[Stored items]

--------------------------------------------------

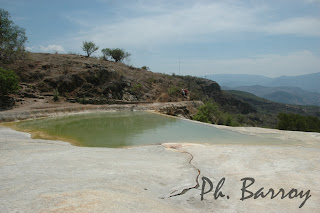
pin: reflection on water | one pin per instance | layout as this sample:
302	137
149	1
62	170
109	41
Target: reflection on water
119	129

--------------------------------------------------

What you will do - Each line of the data above must be reproduced as written. Skip the pictures.

Written answer -
pin: reflection on water | one pin per instance | layout as this sample:
302	137
149	1
62	170
109	41
Target: reflection on water
119	129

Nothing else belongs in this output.